## ACTIVITY
The answer must be every entry, given again word for word.

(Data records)
■ ■ ■ ■ ■ ■ ■

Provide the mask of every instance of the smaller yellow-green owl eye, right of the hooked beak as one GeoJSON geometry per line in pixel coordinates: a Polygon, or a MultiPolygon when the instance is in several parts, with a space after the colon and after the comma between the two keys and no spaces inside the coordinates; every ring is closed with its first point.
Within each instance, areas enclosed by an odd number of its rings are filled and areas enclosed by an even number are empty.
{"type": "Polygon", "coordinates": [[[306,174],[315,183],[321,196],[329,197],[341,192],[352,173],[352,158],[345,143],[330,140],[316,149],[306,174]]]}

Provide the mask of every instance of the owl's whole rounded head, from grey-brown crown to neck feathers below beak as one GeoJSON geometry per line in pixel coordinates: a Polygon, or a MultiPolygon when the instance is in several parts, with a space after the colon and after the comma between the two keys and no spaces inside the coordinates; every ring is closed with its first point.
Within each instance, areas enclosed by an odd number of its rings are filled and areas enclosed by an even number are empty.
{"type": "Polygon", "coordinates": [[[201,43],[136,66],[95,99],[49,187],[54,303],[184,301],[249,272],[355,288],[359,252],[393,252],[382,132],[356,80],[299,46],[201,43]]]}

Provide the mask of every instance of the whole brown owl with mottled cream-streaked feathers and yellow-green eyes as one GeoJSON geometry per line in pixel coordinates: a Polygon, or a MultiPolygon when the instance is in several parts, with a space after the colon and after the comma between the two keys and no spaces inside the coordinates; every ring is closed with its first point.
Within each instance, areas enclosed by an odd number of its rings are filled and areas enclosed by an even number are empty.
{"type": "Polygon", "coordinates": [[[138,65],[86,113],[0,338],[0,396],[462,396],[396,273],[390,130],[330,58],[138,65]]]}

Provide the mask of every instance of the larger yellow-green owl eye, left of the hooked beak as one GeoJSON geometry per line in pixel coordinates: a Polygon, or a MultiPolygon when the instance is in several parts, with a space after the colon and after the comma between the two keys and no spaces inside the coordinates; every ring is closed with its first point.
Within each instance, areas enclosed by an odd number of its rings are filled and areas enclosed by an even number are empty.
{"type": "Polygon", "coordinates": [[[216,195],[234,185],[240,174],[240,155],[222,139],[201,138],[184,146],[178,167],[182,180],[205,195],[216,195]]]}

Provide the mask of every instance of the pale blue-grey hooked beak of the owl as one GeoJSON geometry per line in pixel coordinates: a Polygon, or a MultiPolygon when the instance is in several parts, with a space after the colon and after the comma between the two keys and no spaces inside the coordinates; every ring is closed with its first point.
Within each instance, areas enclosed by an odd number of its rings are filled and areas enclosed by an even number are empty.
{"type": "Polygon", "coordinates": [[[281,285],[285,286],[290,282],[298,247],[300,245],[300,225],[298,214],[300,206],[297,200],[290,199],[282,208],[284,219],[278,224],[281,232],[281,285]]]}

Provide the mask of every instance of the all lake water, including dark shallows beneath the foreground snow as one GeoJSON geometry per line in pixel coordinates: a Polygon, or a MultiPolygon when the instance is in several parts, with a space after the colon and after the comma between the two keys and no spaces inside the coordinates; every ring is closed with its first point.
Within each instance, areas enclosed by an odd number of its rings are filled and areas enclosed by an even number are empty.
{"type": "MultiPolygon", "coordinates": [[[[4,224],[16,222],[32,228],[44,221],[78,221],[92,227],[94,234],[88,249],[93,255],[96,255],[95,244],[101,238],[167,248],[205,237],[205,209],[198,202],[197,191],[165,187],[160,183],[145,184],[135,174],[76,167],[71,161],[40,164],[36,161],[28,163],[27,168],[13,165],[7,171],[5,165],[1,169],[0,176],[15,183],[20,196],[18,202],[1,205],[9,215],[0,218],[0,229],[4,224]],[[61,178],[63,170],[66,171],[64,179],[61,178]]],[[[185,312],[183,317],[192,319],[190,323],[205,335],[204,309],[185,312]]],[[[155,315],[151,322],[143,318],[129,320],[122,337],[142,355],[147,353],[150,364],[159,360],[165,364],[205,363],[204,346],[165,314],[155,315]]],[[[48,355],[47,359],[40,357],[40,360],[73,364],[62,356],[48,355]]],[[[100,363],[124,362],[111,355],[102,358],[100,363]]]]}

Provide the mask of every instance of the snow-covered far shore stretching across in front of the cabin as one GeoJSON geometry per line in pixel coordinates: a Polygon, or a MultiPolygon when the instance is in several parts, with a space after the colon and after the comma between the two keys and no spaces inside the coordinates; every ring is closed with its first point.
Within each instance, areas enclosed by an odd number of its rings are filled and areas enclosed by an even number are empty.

■ ■ ■ ■ ■ ■ ■

## EXPECTED OUTPUT
Provide the mask of every instance of the smaller yellow-green owl eye, right of the hooked beak as one GeoJSON geometry per line in pixel coordinates: a Polygon, or a MultiPolygon when the instance is in several parts, with a space after the colon and after the comma between the two keys and no spaces inside the coordinates; every ring is closed with its first point.
Within each instance, areas enclosed by an odd number of its rings are filled and areas enclosed by an even number are empty.
{"type": "Polygon", "coordinates": [[[306,174],[315,183],[321,196],[329,197],[341,192],[352,173],[352,158],[345,143],[330,140],[316,149],[306,174]]]}

Provide the mask of every instance of the owl's whole rounded head, from grey-brown crown to neck feathers below beak as one GeoJSON geometry per line in pixel coordinates: a Polygon, or a MultiPolygon when the instance is in several parts, with a space after the colon and after the comma between the two keys and no spaces inside the coordinates; every ring is closed with its first point.
Within each instance, areas enclosed by an odd number of its rings are filled and areas enclosed by an even number are empty.
{"type": "Polygon", "coordinates": [[[201,43],[136,66],[95,99],[49,187],[54,303],[184,301],[249,272],[355,288],[359,252],[393,252],[382,132],[356,80],[299,46],[201,43]]]}

Provide the mask of every instance of the whole brown owl with mottled cream-streaked feathers and yellow-green eyes as one GeoJSON geometry per line in pixel coordinates: a Polygon, or a MultiPolygon when the instance is in several parts, with a space after the colon and after the comma between the two keys and no spaces inside the coordinates; every ring is closed with its first point.
Within each instance, areas enclosed by an odd number of its rings are filled and areas enclosed by an even number are empty.
{"type": "Polygon", "coordinates": [[[138,65],[86,113],[0,338],[0,396],[462,396],[396,273],[390,130],[330,58],[138,65]]]}

Provide the mask of every instance of the larger yellow-green owl eye, left of the hooked beak as one GeoJSON geometry per line in pixel coordinates: a Polygon, or a MultiPolygon when the instance is in several parts, with a space after the colon and after the comma between the two keys and no spaces inside the coordinates; every ring is closed with its first point.
Within each instance, areas enclosed by an odd number of its rings are filled and areas enclosed by an even number are empty.
{"type": "Polygon", "coordinates": [[[216,195],[234,185],[240,174],[240,155],[222,139],[201,138],[184,146],[178,167],[182,180],[205,195],[216,195]]]}

Provide the mask of every instance of the pale blue-grey hooked beak of the owl as one GeoJSON geometry per line in pixel coordinates: a Polygon, or a MultiPolygon when the instance is in several parts, with a space after the colon and after the comma between the two keys and no spaces inside the coordinates; every ring is closed with its first point.
Within each instance, areas enclosed by an odd number of its rings are filled and areas enclosed by an even number are empty.
{"type": "Polygon", "coordinates": [[[281,285],[285,286],[290,282],[298,247],[300,245],[300,225],[298,214],[300,206],[297,200],[290,199],[282,208],[284,219],[278,224],[281,232],[281,285]]]}

Provide the mask of every instance of the all lake water, including dark shallows beneath the foreground snow as one GeoJSON geometry per line in pixel coordinates: a Polygon, or a MultiPolygon when the instance is in several parts, with a space after the colon and after the comma between the two keys and no spaces inside the coordinates; every ring is closed with its first point.
Within each instance, areas enclosed by an odd number of its rings are filled and areas enclosed by an even number are empty.
{"type": "MultiPolygon", "coordinates": [[[[4,224],[16,222],[32,228],[44,221],[78,221],[92,227],[94,234],[88,249],[93,255],[96,255],[95,244],[101,238],[167,248],[205,237],[205,209],[198,202],[197,191],[165,187],[160,183],[145,184],[135,174],[76,167],[71,161],[40,164],[36,161],[28,163],[27,168],[13,165],[7,171],[5,165],[1,169],[0,176],[15,183],[20,196],[18,202],[1,205],[9,215],[0,218],[0,229],[4,224]],[[61,178],[63,170],[66,171],[64,179],[61,178]]],[[[185,312],[183,317],[192,319],[190,323],[205,335],[204,309],[185,312]]],[[[155,315],[151,322],[143,318],[129,320],[122,337],[142,355],[147,353],[150,364],[159,360],[165,364],[205,363],[204,346],[165,314],[155,315]]],[[[48,355],[47,359],[40,357],[40,360],[73,364],[62,356],[48,355]]],[[[100,363],[124,362],[111,355],[102,358],[100,363]]]]}

Provide the mask of every instance of the snow-covered far shore stretching across in front of the cabin as one GeoJSON geometry per line in pixel coordinates: a Polygon, or a MultiPolygon when the instance is in several parts, with a space after the colon and after the comma between the two keys and no spaces inside the coordinates; every ring is closed with its first point.
Within each instance, areas enclosed by an odd number of its rings are filled and areas enclosed by an even number are empty.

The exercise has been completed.